■ INSTRUCTIONS FOR THE TASK: Starting with the line that contains "Objective — a point for each instance of the boarded-up", write out each line through the end of the listing, unchanged. Output nothing else.

___

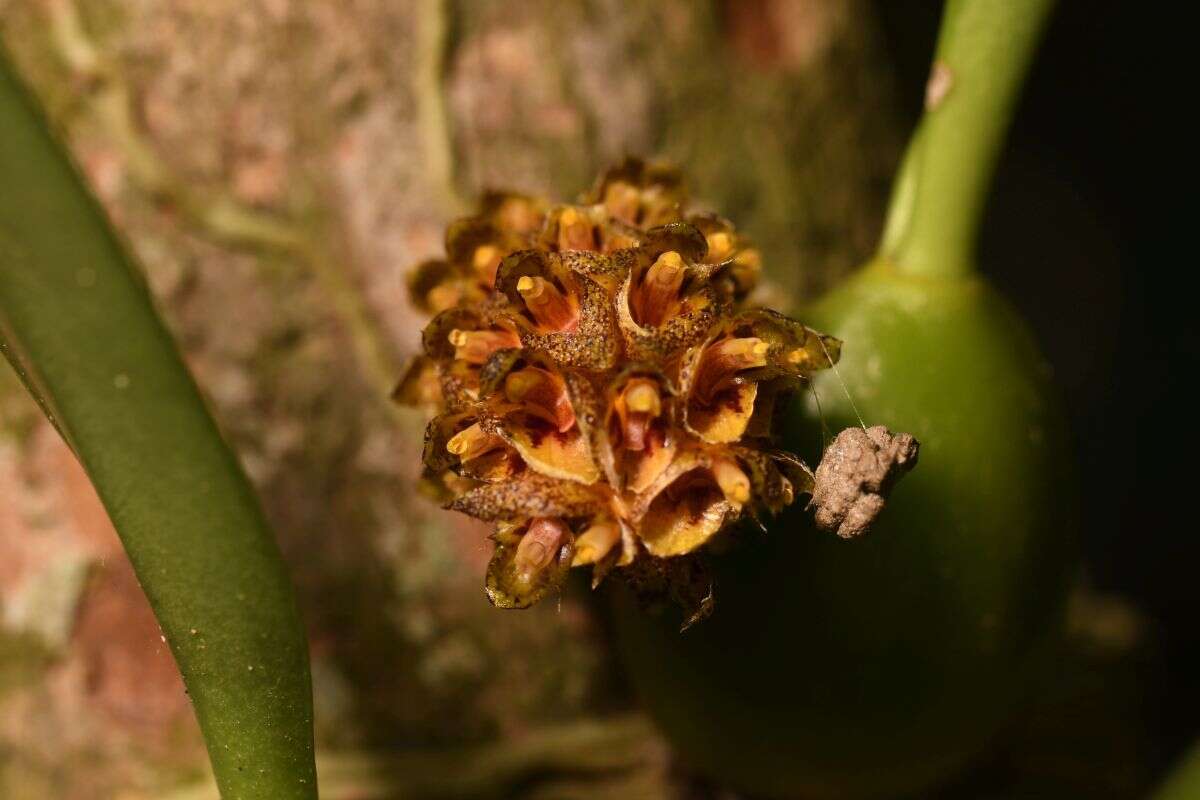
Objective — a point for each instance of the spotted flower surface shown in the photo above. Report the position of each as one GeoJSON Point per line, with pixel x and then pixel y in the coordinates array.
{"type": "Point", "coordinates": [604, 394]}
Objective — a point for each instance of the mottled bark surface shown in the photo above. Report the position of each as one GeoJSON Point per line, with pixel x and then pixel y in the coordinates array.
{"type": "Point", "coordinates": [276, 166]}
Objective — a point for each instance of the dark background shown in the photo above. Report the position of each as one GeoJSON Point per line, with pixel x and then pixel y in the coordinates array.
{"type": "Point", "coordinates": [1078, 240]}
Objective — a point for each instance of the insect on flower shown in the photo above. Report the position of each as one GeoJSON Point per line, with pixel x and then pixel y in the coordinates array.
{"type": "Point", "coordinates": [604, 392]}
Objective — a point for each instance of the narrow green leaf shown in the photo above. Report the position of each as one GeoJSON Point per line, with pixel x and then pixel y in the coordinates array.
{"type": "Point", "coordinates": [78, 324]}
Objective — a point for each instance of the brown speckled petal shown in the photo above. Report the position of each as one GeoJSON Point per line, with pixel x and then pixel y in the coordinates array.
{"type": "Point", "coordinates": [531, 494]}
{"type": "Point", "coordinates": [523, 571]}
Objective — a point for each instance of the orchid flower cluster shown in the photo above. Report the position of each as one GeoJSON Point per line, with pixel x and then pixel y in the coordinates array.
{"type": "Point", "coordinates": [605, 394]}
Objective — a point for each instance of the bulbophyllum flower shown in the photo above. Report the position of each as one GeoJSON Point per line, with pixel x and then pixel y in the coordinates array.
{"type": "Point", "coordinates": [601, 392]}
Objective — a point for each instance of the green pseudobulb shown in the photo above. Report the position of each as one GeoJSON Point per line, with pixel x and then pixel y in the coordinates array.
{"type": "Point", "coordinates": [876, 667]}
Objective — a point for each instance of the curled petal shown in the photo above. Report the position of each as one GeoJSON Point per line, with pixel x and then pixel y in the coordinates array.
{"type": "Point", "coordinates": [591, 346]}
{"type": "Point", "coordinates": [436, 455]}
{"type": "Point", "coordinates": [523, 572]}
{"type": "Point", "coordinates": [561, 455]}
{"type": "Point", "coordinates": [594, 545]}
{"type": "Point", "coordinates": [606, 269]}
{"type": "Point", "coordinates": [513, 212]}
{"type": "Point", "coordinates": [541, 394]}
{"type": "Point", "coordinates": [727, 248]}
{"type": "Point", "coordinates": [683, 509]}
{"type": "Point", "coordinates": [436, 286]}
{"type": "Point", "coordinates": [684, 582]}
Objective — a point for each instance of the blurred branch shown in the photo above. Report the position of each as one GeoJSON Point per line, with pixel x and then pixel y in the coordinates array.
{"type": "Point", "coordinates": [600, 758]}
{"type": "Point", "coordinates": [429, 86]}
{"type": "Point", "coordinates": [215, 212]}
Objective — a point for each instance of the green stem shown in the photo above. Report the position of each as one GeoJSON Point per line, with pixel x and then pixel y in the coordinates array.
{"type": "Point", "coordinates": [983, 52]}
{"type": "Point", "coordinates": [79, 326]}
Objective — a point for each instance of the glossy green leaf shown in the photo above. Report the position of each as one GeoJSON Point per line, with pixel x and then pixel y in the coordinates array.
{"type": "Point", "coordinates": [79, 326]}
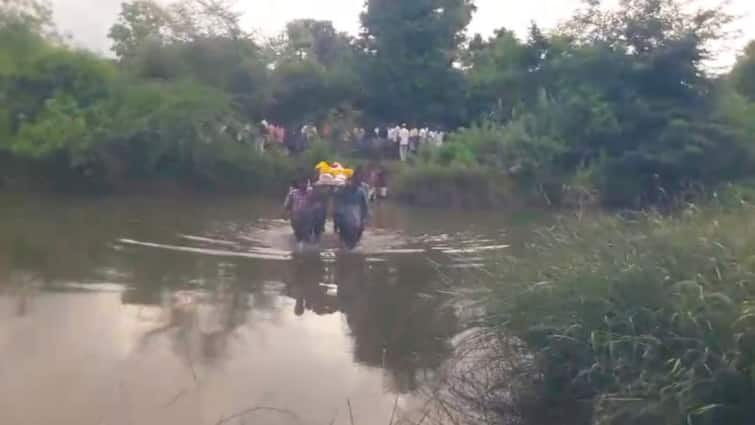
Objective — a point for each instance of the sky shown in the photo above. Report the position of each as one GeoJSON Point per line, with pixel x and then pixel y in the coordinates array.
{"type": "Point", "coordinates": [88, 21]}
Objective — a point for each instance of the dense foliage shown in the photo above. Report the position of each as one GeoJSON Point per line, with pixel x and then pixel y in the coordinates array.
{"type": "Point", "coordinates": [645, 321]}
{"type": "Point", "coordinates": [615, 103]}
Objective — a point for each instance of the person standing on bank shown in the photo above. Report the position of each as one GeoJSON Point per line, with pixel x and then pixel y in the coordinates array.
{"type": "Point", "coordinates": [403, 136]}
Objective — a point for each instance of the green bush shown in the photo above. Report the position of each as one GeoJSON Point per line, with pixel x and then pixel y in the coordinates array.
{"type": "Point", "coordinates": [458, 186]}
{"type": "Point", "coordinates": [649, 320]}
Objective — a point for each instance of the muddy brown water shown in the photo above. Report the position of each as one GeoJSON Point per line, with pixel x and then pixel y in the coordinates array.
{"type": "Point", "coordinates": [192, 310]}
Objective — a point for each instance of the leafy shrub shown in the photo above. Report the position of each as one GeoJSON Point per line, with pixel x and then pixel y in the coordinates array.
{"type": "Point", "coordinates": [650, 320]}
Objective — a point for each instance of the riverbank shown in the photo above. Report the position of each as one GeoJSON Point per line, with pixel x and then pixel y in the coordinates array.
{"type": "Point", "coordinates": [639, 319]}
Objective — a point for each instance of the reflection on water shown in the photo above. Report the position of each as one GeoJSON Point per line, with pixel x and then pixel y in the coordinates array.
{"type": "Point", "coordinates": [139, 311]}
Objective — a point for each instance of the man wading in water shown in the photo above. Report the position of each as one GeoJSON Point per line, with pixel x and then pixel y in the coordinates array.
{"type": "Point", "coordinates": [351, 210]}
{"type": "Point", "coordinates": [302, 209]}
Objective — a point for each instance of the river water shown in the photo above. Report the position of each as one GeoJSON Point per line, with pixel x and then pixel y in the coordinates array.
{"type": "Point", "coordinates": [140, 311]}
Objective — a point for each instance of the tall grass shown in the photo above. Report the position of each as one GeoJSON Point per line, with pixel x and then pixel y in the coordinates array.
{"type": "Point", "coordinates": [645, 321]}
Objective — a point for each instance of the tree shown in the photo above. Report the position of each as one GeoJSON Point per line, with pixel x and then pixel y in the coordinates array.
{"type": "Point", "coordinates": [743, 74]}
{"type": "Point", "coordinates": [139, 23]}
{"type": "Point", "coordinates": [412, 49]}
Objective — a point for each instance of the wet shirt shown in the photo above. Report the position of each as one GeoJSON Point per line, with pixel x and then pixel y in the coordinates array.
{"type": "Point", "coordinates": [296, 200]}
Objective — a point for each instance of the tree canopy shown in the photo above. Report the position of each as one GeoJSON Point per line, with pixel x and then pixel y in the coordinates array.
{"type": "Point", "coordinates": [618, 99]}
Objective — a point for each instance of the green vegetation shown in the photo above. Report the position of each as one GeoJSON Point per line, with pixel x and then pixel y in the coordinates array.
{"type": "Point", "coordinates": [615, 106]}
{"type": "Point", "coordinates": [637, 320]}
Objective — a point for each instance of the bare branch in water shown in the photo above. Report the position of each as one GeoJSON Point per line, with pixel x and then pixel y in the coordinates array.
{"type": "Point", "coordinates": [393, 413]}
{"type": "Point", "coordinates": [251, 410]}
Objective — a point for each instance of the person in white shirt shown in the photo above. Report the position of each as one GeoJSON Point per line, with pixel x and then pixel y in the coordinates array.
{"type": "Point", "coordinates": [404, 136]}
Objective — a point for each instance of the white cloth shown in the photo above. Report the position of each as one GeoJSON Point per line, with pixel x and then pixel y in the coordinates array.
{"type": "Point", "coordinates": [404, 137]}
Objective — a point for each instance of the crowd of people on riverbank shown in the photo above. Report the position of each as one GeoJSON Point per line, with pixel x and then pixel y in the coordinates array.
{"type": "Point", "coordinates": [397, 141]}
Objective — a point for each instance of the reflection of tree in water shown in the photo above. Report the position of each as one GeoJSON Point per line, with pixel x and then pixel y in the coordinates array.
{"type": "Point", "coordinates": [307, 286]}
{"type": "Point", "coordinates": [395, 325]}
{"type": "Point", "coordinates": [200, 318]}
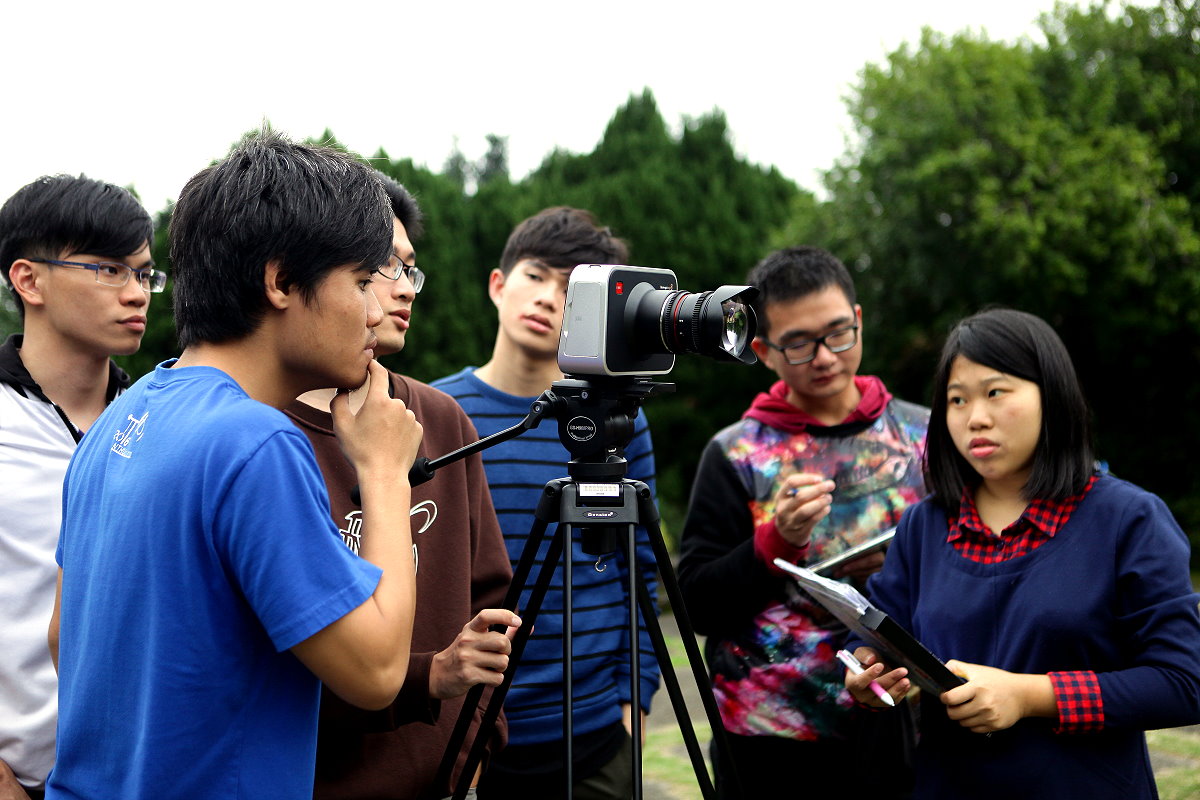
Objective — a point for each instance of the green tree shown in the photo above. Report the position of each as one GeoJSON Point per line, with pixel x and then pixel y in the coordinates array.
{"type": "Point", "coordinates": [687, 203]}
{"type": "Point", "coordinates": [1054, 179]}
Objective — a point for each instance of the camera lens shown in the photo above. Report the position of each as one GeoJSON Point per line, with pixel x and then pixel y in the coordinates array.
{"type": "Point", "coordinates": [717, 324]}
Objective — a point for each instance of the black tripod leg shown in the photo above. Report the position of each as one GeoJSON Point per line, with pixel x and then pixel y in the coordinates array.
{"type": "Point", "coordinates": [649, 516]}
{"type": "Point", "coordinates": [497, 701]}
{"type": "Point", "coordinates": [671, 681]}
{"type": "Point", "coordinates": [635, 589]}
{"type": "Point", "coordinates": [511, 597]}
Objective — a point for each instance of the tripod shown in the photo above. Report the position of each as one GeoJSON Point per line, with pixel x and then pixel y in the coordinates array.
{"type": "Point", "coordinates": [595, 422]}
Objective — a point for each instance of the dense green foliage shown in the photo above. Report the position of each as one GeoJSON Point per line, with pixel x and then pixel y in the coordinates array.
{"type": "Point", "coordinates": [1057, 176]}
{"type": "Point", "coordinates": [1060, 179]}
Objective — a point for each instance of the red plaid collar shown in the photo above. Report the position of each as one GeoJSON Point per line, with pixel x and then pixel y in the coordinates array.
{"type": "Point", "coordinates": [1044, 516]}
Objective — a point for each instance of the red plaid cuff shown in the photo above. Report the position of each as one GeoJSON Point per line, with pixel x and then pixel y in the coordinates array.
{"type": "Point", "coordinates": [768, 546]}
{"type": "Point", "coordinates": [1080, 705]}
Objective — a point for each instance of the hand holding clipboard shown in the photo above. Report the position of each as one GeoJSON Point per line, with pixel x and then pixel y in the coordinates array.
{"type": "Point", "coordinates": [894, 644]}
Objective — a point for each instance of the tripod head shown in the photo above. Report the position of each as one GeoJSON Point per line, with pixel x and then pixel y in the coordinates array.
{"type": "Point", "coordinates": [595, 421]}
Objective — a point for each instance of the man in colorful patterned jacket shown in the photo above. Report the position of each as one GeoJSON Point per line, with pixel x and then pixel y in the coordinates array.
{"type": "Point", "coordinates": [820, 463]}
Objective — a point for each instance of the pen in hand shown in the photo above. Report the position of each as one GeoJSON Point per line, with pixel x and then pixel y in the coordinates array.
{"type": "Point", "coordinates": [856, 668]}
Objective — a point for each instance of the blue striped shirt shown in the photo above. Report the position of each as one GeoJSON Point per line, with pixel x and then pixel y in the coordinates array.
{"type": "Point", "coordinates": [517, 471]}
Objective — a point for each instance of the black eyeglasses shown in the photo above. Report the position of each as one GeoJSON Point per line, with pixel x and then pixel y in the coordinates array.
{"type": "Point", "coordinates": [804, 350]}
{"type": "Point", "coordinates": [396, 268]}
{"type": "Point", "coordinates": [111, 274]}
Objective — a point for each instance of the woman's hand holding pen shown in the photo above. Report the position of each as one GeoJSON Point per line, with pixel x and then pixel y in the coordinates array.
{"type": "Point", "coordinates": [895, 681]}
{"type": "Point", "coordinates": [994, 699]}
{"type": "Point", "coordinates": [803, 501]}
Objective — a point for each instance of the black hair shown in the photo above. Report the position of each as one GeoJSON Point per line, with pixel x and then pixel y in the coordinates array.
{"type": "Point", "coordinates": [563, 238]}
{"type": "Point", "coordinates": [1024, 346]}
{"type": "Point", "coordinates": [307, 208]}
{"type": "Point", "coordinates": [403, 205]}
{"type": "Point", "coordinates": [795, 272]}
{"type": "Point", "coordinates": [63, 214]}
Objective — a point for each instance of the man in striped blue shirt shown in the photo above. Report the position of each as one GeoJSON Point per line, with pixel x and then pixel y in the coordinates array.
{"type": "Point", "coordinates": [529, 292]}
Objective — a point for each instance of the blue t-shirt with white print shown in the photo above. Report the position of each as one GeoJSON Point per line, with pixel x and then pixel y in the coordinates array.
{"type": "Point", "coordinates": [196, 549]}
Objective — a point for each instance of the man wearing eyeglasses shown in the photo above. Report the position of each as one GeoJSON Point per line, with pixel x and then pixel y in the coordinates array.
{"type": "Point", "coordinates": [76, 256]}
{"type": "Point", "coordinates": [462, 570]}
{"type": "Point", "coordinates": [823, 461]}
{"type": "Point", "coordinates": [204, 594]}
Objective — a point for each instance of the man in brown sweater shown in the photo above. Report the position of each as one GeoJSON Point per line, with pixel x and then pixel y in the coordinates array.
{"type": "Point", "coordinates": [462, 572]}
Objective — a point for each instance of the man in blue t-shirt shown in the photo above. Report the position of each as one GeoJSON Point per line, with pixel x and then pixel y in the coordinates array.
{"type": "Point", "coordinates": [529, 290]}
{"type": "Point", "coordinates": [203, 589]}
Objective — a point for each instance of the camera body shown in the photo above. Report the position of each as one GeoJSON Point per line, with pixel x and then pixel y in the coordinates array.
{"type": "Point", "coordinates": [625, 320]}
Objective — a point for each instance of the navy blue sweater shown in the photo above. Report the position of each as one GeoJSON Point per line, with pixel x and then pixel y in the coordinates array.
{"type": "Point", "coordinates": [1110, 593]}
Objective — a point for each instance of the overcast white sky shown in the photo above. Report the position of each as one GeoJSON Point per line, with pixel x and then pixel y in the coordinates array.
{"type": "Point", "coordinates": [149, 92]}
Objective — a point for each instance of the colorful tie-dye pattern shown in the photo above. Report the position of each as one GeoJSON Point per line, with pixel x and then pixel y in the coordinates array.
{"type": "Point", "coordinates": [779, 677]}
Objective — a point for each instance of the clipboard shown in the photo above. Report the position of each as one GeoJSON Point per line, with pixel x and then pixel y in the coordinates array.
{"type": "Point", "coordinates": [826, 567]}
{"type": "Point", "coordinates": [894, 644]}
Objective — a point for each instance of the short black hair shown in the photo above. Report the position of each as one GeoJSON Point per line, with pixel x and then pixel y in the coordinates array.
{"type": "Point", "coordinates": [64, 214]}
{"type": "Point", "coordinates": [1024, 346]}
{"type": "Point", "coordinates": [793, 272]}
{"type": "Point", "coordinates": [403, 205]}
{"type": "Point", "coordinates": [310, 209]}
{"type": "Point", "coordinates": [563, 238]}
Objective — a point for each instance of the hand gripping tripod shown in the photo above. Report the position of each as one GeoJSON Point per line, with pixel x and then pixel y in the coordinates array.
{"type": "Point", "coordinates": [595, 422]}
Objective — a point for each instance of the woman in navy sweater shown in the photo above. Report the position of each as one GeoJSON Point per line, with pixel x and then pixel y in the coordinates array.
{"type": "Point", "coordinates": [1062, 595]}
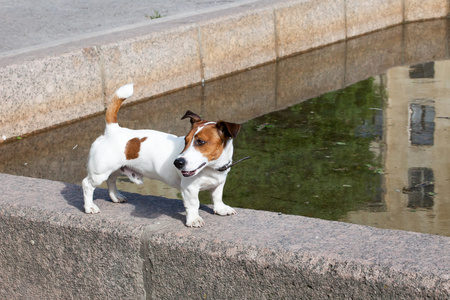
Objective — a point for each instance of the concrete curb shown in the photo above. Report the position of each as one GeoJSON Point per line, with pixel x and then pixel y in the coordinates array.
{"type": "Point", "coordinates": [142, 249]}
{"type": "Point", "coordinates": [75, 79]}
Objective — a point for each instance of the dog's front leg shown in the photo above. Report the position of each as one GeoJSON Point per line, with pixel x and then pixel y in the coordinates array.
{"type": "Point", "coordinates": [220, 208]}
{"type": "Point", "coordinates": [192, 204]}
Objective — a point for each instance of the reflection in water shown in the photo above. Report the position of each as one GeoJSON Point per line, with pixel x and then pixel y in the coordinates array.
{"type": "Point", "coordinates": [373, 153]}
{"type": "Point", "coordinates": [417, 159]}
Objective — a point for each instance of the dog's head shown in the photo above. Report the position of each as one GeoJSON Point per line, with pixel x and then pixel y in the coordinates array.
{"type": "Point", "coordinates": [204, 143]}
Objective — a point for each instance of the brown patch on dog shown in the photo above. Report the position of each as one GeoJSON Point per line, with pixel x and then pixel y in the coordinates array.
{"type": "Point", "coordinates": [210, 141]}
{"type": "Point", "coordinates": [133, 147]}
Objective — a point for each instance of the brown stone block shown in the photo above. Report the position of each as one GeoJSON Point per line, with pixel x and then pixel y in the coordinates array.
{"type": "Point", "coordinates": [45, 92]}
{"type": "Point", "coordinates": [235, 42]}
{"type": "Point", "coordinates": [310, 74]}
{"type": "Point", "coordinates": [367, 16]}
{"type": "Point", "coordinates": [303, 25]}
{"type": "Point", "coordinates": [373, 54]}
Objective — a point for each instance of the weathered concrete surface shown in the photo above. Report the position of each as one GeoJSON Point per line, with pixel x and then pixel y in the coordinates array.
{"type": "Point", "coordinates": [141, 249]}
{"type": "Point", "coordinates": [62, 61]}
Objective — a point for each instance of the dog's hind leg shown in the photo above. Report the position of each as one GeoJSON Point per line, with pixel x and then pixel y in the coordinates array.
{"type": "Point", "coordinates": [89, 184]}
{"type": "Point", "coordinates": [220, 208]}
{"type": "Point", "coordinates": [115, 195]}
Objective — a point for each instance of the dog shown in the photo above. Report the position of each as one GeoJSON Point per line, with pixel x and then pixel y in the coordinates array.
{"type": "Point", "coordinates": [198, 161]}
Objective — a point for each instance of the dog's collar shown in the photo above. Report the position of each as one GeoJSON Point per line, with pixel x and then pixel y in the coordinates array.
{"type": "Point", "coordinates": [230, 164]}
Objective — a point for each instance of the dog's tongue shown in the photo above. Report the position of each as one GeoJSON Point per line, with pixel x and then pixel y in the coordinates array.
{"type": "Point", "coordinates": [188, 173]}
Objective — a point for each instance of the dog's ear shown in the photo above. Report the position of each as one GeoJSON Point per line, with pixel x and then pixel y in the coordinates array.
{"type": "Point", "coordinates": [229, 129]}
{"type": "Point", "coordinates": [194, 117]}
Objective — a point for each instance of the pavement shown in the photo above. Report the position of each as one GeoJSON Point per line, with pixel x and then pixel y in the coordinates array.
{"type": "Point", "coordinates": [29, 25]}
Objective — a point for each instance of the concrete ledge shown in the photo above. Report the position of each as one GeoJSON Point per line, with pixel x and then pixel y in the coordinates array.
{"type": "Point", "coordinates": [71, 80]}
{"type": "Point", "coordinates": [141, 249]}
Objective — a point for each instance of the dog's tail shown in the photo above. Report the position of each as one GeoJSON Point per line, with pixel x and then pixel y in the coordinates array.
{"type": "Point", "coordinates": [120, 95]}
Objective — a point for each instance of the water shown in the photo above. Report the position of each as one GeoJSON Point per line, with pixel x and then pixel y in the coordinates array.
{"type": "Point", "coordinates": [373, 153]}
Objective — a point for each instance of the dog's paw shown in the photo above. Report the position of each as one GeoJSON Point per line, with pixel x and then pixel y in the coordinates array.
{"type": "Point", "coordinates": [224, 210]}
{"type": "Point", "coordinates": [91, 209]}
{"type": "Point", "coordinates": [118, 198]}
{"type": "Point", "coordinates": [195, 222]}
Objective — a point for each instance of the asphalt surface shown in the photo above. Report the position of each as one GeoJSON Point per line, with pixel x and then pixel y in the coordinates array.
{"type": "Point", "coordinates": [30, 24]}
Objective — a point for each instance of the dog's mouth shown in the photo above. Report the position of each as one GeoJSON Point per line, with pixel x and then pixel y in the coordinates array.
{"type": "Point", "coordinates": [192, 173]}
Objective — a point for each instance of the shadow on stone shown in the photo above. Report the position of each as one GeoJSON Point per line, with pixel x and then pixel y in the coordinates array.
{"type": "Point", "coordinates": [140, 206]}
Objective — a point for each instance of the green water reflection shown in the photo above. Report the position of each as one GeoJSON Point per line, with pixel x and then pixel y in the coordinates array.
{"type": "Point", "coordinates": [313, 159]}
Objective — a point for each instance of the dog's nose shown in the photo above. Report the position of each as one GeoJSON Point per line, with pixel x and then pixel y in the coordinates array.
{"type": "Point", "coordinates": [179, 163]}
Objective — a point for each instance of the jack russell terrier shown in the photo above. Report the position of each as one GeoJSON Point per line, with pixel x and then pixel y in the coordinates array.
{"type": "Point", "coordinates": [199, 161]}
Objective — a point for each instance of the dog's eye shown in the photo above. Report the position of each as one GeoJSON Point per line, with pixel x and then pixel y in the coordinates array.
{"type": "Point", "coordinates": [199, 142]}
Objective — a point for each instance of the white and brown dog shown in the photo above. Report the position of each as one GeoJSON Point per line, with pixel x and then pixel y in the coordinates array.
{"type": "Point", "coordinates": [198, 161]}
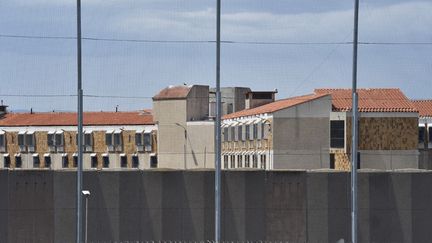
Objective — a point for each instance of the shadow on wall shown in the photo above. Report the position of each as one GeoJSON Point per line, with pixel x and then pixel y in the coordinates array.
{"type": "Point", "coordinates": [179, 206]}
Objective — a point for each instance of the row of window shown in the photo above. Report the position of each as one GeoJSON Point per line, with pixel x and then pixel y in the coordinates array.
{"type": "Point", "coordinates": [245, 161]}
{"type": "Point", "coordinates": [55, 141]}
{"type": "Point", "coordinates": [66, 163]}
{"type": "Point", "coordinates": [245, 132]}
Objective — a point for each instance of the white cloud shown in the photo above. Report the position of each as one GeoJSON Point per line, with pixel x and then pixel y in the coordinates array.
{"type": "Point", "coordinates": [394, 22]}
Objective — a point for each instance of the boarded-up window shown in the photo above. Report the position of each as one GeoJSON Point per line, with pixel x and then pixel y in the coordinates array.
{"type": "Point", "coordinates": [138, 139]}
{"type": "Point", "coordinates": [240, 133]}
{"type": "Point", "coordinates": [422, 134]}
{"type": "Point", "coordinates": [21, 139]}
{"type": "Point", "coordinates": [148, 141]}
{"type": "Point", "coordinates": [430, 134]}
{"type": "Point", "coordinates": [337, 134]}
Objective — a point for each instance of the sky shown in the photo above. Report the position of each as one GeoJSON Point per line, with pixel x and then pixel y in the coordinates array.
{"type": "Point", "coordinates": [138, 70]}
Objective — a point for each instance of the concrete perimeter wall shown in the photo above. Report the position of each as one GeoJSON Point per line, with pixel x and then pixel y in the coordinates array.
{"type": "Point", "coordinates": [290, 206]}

___

■ ANSWER FOR THIS EXERCISE:
Objective — a point for each instance of the boarded-up window shown in the photo above. Report the position of each as one GeoJSON Point per line, with pixel x and then pixel y in the coordinates array.
{"type": "Point", "coordinates": [138, 139]}
{"type": "Point", "coordinates": [240, 133]}
{"type": "Point", "coordinates": [422, 134]}
{"type": "Point", "coordinates": [21, 139]}
{"type": "Point", "coordinates": [148, 141]}
{"type": "Point", "coordinates": [430, 134]}
{"type": "Point", "coordinates": [337, 134]}
Objective — a point for each instance of the sky shown in the photo above. Report the position of each as one GeoJSON Point per line, with pixel x and then pixel y in the coordinates array.
{"type": "Point", "coordinates": [138, 70]}
Objective — a point for each instance of the concrete perimeter wall shown in the photo above. Report the position of each as one GeoJSON Point per line, with pixel x and then pixel y in the coordinates array.
{"type": "Point", "coordinates": [290, 206]}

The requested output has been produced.